Description of the task - Would you please write out each of the entries below exactly, omitting pictures?

Source information -
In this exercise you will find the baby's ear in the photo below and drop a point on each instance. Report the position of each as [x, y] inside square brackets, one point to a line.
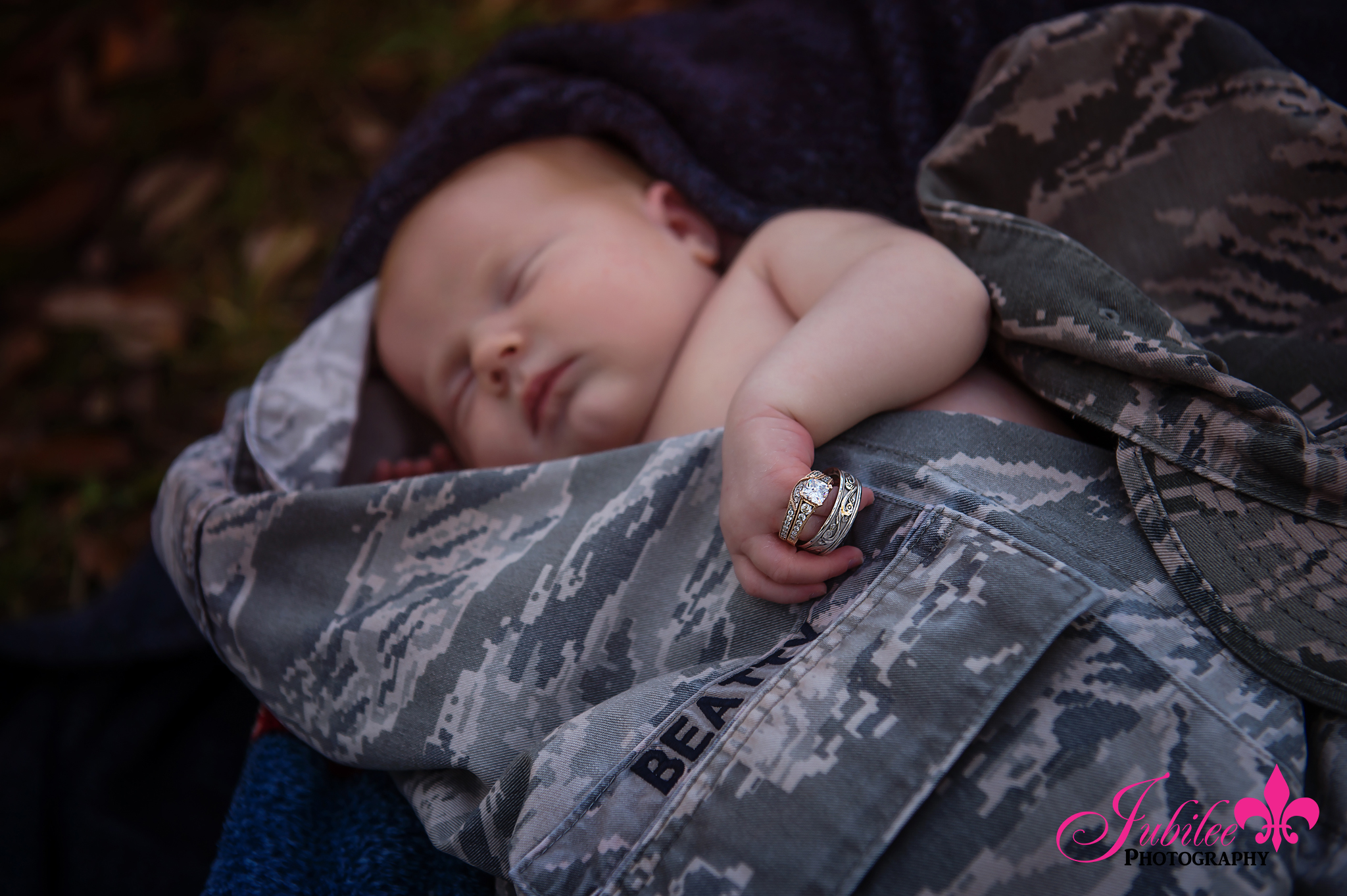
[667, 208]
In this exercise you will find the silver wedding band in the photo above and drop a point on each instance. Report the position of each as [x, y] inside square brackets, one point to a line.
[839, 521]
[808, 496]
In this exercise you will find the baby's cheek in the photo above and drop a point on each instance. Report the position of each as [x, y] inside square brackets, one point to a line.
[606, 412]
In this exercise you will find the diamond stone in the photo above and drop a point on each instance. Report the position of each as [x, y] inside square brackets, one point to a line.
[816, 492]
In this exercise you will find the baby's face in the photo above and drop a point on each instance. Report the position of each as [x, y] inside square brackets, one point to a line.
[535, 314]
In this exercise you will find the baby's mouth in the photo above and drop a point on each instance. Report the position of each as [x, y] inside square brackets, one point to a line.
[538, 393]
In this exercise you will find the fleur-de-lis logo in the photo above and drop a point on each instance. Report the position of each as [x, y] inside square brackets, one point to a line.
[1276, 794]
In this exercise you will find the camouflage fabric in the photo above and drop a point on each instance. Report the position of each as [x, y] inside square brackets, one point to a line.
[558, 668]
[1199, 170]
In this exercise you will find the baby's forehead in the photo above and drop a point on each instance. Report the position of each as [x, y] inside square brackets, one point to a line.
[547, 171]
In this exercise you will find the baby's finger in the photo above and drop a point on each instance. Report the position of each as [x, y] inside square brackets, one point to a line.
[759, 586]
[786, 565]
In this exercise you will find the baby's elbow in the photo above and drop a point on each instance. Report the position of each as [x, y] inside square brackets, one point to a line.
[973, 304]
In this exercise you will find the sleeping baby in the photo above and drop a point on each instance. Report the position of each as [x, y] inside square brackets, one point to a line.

Answer -
In this exercise you will find the baby's ear in the photo below and drop a point on each instance. Report the position of each as [x, y] inside square brackets, one point to a line.
[667, 208]
In this exercise you will find the silver wedding band in the photo above and drop a point on each instance. Report the position of each as [x, y] inside square brackets, one point to a line.
[839, 521]
[808, 496]
In this exercise you will find the baby's cheek in the photo above and drop a point on each instance. Report the position of each as [x, y] inside square brackets, one point to a line.
[606, 412]
In this exercise you will find the diamond stone in the photo above and drop a point on each instance. Report the position of each as [x, y] inside square brackets, one point to a line.
[816, 492]
In this exercise you will find the baby's face in the photo above and drop a point on each instance. Report the position of each as [x, y] inside square brackets, one point to a line.
[535, 314]
In this exercise you will find the baby's mouth in the photo above and drop a point on each instance. Report the position of each as [x, y] inside square brackets, one point to a line.
[538, 393]
In this exercise you will find the fleur-de-lis logo in the photo above and drop a point on each instance. Report the position of each as [x, y] inside square brackets, one point to a line.
[1276, 794]
In this exercise you will find the camouflage fabric in the photo above and drop a point on each instance. Report the position of each as [x, y] inside square brackets, one point to a line.
[558, 668]
[1199, 170]
In this exercise you will find the baby's forehead in the photo above and drop a point on each instance. Report the position of each as [x, y] inside square brackets, one point to a line.
[547, 171]
In this exercise you will find the baby's finger in the photo above and drop a point on each instance. Report the position of each as [x, y] inside square brackets, one point to a line.
[759, 586]
[786, 565]
In this exercise you will find the baby's elbow in the photo above and drop a point on each instance. Report the position of each as [x, y] inside square brackets, one point to a line.
[973, 304]
In this exercise you will find the sleeping baby in the photo above and drop a point on each instance. Report the position of each as [x, y] inside square brackets, one point to a line.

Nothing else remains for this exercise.